- [AIM OF THE TASK]
Only the lines with "trim" in the entries below belong in the answer; please copy them.

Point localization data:
▼

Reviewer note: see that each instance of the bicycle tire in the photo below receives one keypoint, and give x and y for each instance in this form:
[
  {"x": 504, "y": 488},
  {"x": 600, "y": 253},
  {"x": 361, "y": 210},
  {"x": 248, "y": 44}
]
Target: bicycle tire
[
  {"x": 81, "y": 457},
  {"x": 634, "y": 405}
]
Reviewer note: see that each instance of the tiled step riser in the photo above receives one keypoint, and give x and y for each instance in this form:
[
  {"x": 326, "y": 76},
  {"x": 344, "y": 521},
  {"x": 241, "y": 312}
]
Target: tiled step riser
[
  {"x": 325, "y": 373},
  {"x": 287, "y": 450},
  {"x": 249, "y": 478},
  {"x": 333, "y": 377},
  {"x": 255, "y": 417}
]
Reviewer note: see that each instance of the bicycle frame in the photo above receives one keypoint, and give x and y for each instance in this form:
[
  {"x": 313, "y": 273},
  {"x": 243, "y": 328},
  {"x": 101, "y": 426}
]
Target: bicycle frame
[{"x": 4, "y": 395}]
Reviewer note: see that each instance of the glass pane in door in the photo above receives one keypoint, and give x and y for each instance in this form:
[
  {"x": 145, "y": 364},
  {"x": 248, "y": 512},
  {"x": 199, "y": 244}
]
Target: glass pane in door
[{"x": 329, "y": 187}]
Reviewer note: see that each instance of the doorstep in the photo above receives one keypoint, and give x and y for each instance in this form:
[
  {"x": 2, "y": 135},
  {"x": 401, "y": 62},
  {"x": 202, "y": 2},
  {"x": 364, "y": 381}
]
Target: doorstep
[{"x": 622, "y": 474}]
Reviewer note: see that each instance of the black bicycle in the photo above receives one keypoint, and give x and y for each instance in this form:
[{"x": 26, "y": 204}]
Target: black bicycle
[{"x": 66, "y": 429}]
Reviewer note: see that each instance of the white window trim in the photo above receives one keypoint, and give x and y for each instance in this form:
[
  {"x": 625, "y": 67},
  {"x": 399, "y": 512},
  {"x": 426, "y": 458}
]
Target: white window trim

▲

- [RESPONSE BELOW]
Reviewer note: see that each instance of the white window trim in the photo above receives one keypoint, and give x and y for each instance in this form:
Target: white window trim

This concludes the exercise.